# Taming a tiel outside the cage?



## Sebastior (Jul 29, 2013)

I know budgies and tiels are different, but like 8 years ago when i got my budgie, we let him out the cage after a couple of days and tamed him when he was outside, and it only took a week for him to get proper tamed, would this be possible with a cockatiel?
'Cause i feel like we are going nowhere inside the cage, i can't get all that close to her without a piece of millet, she just starts lunging at me.
She's fully flighted.

I've had her for a month now. Her cage is on my desk right next to me, so whenver i'm home and around the computer (even if i'm not on the computer) i sit here and talk to her everyday, she seems to enjoy that, she fluffs her beard feathers up, tilts her head to the side and grinds her beak.

I read somewhere about a girl who had a tiel that acted way different outside the cage and i think that's how she tamed her cockatiel.
So has anyone here done this? Was it successful? How long did it take?

If there's already a post regarding this, could someone please link me? I couldn't find one...


----------



## Vickitiel (Oct 10, 2012)

I'd go ahead with it. Some taming methods work with most birds, some don't, and you have to find the one that will work with your particular bird. It definitely helps to let them have out-of-cage time even when they aren't tame. So I'd say go for it.


----------



## Sebastior (Jul 29, 2013)

Oh good, i'll go ahead and open her cage and see if she wnats to come out then.
I really hope she likes the mic stand i spent 45 minutes wrapping with some cotton string.
My budgie always tried to sit on it but i hadn't wrapped it yet, so she kept sliding off, quite amusing to watch, she looked so violated.


----------



## moonchild (Jul 29, 2012)

Well, my situation is a little different because I have multiple tiels. And most are tame. So whenever I've introduced a new tiel to the flock, they usually take their cues and learn from the others. My birds are also essentially cage-free -- they have a large cage but are never locked in other than at night.

============

Things to do
1) Please say whether each statement below agrees with the cockatiel thread, answering yes or no and quoting the exact words of the thread that decide it. (a) Sebastior has had the cockatiel for a month. (b) Sebastior's cockatiel has clipped wings. (c) moonchild's birds stay locked in their cage during the day.
2) Rewrite the entries below with "Polygons" changed to "Shapes", keeping everything else identical.

============

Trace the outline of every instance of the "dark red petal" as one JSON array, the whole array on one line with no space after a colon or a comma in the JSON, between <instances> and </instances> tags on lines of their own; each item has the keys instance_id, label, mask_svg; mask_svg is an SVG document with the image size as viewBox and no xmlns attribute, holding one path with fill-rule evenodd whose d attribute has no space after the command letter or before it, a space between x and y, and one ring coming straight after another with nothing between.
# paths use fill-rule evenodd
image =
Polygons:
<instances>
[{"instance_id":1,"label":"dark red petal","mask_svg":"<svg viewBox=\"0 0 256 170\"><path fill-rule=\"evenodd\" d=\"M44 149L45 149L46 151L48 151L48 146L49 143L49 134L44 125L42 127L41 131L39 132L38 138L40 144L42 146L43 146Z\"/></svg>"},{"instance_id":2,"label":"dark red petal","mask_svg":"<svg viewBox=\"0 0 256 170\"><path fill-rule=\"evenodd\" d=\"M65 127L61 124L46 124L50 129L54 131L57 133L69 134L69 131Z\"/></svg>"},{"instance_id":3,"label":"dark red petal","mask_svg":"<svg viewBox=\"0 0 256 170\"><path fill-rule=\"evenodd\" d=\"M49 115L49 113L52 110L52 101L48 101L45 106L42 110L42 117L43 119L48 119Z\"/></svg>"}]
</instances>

============

Solutions per task
1)
(a) Yes: "I've had her for a month now."
(b) No: "She's fully flighted."
(c) No: "they have a large cage but are never locked in other than at night."

2)
Trace the outline of every instance of the "dark red petal" as one JSON array, the whole array on one line with no space after a colon or a comma in the JSON, between <instances> and </instances> tags on lines of their own; each item has the keys instance_id, label, mask_svg; mask_svg is an SVG document with the image size as viewBox and no xmlns attribute, holding one path with fill-rule evenodd whose d attribute has no space after the command letter or before it, a space between x and y, and one ring coming straight after another with nothing between.
# paths use fill-rule evenodd
image =
Shapes:
<instances>
[{"instance_id":1,"label":"dark red petal","mask_svg":"<svg viewBox=\"0 0 256 170\"><path fill-rule=\"evenodd\" d=\"M44 149L45 149L46 151L48 151L48 146L49 143L49 134L44 125L42 127L41 131L39 132L38 138L40 144L42 146L43 146Z\"/></svg>"},{"instance_id":2,"label":"dark red petal","mask_svg":"<svg viewBox=\"0 0 256 170\"><path fill-rule=\"evenodd\" d=\"M65 127L61 124L46 124L50 129L54 131L57 133L69 134L69 131Z\"/></svg>"},{"instance_id":3,"label":"dark red petal","mask_svg":"<svg viewBox=\"0 0 256 170\"><path fill-rule=\"evenodd\" d=\"M49 115L49 113L52 110L52 101L48 101L45 106L42 110L42 117L43 119L48 119Z\"/></svg>"}]
</instances>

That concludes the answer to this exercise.